Lastly, in a third case a 55-year-old woman contacted the Alaska P &A in regard to an employment discrimination claim that she filed with the Alaska Human Rights Commission (AHRC). The client has a diagnosis of fibromyalgia and filed a claim with the AHRC and EEOC that her employer discriminated against her because of her disability and retaliated against her for complaining of discrimination by suspending her from work and refusing to schedule her for shifts. When the client contacted the P&A, the AHRC had already investigated the charges and found substantial evidence to support the allegations of discrimination in her place of work. The client asked for assistance from the P&A in negotiating the final details of the conciliation agreement.

The P&A was able to communicate with the AHRC attorney and help facilitate the conciliation agreement which included a financial settlement and the employer agreeing to provide training to its managers, supervisors, and employees in the laws prohibiting discrimination in employment, with an emphasis on disability-based discrimination and retaliation.

PRIORITY: GOVERNMENT BENEFITS

GOAL F: To advocate on behalf of individuals with disabilities who seek access to government benefits.

Issue: Access to basic individual and community supports through government assistance programs is necessary for people with disabilities before they can consider independent living, continued education and employment. These supports include Social Security programs, Alaska Public Assistance, in-home support services, individualized support from state government and private providers, Medicaid, Medicare, and managed care among others.

* [WORK TO BE COMPLETED]
Answer the following questions using the Alaska P&A text above.
1. What diagnosis does the 55-year-old woman have?
2. Whom did the employer agree to train in the laws prohibiting discrimination in employment?
3. What is Goal F under the government benefits priority?

* [DATASET ENTRIES]
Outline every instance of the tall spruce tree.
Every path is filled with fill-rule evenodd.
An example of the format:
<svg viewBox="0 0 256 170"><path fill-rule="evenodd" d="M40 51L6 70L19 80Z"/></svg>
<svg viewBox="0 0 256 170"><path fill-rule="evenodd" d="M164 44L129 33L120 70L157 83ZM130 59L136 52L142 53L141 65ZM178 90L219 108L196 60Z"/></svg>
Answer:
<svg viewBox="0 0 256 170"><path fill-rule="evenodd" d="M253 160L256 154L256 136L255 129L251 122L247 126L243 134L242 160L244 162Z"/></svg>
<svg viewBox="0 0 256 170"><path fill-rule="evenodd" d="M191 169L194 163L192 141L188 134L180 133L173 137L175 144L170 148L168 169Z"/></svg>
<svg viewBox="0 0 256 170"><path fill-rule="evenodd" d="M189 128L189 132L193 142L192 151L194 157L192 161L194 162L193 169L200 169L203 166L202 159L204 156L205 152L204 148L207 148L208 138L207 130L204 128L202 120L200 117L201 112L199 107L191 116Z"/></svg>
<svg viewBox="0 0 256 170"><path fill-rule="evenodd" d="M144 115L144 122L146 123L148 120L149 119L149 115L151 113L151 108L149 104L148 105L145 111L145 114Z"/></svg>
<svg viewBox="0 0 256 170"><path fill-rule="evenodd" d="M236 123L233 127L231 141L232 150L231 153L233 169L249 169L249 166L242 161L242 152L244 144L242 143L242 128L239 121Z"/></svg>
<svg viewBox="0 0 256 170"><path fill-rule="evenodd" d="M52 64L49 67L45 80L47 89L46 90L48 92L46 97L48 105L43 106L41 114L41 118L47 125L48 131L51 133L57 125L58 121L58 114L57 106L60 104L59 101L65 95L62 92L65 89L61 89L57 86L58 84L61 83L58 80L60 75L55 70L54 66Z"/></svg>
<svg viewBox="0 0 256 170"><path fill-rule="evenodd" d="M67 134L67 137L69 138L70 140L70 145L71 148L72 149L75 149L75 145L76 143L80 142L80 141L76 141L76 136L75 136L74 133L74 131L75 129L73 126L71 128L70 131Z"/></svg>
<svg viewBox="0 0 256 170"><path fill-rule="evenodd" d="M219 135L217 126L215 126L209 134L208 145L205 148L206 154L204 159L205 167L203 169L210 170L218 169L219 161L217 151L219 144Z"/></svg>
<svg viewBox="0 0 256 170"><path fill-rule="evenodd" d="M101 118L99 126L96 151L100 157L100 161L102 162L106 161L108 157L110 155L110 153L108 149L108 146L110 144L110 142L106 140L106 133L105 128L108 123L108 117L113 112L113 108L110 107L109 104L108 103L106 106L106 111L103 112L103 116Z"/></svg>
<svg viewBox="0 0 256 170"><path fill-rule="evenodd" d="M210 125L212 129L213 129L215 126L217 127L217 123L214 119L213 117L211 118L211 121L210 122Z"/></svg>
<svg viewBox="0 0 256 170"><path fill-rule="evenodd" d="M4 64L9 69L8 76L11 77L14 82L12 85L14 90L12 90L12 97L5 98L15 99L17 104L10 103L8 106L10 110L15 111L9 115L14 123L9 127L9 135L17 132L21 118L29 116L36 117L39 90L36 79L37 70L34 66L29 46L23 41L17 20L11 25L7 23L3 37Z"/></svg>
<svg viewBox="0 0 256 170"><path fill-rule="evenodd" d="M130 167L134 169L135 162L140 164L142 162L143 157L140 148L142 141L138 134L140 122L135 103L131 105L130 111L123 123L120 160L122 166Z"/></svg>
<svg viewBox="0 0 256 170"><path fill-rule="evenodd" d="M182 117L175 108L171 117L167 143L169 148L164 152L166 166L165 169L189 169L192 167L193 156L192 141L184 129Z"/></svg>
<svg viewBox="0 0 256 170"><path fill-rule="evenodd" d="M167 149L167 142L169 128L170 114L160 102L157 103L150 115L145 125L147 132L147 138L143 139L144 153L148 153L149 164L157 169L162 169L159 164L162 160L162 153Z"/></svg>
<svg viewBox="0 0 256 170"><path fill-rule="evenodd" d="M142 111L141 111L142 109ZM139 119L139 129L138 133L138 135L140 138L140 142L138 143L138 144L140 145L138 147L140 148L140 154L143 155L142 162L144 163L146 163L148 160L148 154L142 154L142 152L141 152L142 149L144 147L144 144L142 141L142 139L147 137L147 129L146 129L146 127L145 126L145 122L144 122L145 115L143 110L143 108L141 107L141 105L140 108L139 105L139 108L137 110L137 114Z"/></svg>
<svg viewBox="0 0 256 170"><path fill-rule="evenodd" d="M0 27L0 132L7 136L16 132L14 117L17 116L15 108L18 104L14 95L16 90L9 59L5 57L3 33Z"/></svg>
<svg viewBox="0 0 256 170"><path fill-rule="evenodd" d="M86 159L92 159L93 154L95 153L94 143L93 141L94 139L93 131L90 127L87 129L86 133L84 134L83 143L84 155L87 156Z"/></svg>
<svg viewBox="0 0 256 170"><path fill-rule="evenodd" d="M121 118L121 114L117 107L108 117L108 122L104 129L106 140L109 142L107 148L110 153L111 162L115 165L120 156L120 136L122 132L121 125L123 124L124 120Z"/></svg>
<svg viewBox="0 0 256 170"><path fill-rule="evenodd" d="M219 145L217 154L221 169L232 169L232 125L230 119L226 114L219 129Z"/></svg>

* [RESPONSE FOR THIS EXERCISE]
1. Fibromyalgia.
2. Its managers, supervisors, and employees.
3. To advocate on behalf of individuals with disabilities who seek access to government benefits.